**Stated goal**
Which lines of the material below contain the string "white"? Extract each of them in full, counting a match only when the case is the same.

**Data for processing**

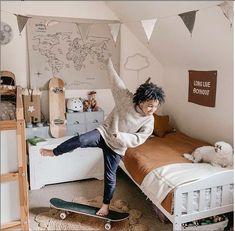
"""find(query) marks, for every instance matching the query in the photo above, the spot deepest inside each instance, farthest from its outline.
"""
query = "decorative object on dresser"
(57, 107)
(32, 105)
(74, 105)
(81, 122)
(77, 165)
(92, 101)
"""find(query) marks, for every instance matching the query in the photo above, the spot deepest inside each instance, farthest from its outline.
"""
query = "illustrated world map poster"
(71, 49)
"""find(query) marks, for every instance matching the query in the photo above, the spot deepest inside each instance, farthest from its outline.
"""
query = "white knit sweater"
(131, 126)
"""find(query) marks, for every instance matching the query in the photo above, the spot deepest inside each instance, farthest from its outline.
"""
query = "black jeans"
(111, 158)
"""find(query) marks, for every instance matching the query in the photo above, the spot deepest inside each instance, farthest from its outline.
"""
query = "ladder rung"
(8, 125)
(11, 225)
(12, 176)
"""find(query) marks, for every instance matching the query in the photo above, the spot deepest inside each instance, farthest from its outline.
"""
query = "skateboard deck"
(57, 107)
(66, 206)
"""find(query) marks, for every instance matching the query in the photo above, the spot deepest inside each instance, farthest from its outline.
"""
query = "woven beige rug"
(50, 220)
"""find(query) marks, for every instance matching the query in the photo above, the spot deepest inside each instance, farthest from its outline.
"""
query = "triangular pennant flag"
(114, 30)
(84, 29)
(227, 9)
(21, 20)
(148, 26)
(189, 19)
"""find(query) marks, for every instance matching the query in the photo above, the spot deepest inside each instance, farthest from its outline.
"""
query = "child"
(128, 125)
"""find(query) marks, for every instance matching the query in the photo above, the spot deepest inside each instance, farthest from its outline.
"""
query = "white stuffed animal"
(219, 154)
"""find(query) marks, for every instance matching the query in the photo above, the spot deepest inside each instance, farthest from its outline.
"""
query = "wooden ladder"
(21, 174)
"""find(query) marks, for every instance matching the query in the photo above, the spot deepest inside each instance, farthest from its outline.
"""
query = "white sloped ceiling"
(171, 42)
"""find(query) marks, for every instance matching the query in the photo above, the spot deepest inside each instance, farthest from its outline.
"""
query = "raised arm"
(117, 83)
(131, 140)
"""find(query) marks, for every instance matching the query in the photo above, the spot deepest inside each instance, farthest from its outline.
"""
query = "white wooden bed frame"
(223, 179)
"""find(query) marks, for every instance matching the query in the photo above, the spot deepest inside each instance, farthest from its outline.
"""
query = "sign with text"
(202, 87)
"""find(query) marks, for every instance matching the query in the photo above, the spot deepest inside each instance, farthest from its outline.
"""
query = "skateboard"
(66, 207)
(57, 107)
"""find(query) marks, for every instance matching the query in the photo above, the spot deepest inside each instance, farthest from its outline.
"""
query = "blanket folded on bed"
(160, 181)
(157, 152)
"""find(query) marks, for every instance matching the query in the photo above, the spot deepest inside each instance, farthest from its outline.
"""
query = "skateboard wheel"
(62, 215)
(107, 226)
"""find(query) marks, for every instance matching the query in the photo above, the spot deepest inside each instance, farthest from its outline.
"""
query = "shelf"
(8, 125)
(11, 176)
==
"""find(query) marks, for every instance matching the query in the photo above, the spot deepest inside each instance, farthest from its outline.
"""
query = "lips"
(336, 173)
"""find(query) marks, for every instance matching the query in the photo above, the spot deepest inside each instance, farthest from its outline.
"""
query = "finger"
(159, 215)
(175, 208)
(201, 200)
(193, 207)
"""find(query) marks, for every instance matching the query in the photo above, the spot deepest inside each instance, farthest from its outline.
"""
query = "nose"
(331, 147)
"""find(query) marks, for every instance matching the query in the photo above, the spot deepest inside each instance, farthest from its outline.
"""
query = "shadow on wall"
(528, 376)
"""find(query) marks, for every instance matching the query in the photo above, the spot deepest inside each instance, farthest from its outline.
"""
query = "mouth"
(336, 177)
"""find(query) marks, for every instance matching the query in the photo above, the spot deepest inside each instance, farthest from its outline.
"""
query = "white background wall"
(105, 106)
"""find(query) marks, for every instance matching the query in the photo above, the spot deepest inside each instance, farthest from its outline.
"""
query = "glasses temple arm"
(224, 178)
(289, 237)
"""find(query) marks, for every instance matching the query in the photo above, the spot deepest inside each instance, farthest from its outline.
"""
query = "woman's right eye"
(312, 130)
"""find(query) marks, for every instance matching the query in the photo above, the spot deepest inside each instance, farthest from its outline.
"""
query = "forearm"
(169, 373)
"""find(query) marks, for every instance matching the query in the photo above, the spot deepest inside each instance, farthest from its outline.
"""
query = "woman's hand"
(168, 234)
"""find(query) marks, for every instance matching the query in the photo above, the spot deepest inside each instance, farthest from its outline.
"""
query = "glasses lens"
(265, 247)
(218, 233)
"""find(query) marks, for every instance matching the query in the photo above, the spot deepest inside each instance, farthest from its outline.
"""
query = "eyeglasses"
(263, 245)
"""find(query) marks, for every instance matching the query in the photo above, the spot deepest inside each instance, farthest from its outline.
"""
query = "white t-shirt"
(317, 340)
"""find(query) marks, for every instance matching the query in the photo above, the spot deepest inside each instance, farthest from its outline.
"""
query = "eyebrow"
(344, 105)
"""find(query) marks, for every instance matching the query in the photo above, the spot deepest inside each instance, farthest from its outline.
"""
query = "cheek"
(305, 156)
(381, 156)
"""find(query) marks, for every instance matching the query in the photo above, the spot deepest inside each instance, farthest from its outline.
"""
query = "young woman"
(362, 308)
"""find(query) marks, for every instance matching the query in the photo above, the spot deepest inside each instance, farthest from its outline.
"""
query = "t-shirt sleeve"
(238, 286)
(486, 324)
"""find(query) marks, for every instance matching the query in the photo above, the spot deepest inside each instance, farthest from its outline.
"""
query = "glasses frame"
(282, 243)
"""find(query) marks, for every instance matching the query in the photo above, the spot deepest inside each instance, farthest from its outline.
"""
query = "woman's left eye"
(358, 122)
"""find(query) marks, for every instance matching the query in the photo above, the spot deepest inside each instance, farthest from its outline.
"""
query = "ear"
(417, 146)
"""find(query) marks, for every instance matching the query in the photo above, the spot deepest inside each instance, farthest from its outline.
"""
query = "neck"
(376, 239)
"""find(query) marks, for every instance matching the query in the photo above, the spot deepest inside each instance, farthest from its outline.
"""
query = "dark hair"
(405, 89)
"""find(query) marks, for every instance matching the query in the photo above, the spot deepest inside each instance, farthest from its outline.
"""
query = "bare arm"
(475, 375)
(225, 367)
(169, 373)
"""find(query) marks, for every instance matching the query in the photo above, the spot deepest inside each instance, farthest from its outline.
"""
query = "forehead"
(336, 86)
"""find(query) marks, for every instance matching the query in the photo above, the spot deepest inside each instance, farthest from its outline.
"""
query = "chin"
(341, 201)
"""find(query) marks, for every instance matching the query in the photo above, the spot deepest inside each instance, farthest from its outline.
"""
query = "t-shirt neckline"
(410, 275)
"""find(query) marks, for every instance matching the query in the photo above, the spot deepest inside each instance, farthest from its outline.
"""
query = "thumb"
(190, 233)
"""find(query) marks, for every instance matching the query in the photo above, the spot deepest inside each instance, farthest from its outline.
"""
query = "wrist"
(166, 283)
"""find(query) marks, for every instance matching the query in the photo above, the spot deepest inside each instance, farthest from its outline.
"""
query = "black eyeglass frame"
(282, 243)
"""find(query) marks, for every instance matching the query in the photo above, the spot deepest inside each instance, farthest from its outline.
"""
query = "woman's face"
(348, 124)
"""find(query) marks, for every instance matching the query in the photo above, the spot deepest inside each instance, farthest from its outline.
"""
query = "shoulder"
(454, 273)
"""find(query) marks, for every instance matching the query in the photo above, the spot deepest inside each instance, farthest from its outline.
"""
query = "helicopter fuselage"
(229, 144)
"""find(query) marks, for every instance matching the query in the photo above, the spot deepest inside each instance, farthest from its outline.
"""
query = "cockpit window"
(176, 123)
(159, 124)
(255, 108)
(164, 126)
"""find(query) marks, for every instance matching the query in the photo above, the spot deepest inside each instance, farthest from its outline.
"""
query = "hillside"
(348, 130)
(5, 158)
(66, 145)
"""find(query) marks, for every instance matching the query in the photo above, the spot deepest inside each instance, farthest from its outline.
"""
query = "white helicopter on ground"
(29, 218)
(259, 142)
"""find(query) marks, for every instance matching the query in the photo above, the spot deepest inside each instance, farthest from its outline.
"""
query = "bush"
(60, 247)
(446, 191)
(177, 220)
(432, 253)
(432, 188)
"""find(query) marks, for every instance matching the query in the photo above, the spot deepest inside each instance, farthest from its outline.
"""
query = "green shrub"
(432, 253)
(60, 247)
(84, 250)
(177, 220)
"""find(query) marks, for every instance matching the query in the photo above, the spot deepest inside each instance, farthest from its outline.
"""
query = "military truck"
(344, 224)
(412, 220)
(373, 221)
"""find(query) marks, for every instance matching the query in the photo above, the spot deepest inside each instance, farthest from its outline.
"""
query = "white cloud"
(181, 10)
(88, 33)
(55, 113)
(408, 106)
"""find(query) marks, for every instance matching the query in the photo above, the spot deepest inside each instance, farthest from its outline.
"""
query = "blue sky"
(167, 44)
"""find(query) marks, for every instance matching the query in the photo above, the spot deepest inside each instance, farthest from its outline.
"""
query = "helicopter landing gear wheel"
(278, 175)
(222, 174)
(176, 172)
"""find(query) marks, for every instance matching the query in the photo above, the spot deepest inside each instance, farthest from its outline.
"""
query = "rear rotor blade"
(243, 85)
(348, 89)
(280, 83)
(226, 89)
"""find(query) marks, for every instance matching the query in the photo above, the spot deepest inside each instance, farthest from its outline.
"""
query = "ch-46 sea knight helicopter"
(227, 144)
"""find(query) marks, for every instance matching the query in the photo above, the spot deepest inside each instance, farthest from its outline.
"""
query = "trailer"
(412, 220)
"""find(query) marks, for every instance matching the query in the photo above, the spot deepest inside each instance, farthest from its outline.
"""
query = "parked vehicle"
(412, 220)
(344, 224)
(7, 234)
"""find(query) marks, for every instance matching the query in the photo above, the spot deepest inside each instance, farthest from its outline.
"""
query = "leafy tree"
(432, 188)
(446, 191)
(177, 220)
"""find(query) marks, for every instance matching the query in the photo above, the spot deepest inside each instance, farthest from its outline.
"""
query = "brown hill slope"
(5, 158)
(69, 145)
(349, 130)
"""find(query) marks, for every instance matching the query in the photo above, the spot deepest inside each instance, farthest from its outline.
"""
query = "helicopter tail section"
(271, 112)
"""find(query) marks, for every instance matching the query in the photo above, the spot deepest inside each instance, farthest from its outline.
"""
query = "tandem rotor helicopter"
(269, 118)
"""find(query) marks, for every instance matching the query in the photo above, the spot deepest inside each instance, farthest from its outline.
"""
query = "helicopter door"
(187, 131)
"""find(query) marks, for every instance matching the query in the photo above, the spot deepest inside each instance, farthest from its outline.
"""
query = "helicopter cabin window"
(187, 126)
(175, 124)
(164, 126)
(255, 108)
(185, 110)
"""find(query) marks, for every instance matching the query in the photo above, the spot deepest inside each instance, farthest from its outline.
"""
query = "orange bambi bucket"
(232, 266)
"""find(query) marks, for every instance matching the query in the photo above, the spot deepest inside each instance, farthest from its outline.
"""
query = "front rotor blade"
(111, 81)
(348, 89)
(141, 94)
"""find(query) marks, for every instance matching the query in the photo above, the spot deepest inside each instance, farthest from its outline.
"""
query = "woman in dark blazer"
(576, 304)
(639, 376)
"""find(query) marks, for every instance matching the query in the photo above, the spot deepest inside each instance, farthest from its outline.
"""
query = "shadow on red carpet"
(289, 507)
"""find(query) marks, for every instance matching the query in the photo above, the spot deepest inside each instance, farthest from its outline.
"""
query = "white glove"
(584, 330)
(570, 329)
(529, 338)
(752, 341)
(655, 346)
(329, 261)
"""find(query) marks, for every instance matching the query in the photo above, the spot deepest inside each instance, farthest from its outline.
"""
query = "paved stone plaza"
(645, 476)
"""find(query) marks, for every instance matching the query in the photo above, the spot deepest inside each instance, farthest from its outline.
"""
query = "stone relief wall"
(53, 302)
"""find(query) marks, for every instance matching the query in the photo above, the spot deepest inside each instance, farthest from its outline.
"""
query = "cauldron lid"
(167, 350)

**Output for this task**
query = "white knit sweater"
query = "white stuffed animal"
query = "white sloped ceiling"
query = "white wooden bed frame"
query = "white background wall"
query = "white t-shirt"
query = "white helicopter on ground"
query = "white cloud"
query = "white glove"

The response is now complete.